◆ Activity: Search the records for the word "safety". Copy every line where it appears.

※

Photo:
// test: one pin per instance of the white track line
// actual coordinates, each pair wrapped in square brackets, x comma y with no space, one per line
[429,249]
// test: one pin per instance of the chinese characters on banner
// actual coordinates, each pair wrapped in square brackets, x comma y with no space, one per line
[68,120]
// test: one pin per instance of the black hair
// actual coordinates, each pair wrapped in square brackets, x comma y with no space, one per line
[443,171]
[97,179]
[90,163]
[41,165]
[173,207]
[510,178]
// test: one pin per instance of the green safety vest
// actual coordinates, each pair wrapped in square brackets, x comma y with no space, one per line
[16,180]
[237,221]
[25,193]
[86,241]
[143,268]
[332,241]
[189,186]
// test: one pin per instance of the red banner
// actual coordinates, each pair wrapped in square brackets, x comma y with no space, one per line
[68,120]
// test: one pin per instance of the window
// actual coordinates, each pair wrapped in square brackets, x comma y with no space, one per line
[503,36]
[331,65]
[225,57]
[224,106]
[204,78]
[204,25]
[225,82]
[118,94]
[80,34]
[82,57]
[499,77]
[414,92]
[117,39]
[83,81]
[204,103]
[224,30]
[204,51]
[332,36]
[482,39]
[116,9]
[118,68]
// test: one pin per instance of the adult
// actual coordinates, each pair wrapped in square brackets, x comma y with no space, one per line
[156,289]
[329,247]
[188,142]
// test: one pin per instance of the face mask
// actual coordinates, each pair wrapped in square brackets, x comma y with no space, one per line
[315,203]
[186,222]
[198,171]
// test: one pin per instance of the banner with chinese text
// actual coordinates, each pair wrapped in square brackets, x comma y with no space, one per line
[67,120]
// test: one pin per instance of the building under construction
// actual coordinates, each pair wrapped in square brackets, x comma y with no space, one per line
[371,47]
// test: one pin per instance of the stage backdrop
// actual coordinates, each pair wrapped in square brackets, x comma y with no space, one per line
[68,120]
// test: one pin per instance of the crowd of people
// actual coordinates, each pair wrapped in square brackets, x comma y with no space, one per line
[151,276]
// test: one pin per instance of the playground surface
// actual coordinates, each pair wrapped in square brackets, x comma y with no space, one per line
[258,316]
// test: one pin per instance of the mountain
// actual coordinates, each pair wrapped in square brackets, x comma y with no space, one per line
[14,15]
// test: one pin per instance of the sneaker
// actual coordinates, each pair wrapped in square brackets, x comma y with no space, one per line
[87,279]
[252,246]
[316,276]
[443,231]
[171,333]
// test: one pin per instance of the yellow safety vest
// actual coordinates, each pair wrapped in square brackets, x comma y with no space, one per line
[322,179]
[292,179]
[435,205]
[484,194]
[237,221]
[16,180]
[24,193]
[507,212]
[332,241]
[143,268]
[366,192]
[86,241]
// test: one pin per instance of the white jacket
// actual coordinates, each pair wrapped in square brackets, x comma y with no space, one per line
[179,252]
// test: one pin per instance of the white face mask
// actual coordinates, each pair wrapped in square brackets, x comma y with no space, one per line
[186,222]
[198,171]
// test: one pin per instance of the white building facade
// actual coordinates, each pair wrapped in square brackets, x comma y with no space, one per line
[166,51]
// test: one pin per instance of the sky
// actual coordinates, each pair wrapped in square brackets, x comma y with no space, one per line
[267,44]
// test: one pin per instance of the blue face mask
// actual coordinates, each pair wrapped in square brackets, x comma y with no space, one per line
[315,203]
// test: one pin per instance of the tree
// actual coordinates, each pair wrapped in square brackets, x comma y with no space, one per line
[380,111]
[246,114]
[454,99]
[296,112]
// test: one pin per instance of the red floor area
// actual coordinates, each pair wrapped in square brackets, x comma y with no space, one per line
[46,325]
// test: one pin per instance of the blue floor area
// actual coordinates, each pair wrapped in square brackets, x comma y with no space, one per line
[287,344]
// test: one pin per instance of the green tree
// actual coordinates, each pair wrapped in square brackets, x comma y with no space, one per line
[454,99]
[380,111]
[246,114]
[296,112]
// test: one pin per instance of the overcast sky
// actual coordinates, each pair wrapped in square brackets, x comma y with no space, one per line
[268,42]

※

◆ Problem solution:
// test: one pin per instance of the green safety vest
// test: one pin per instance of the yellow safety vest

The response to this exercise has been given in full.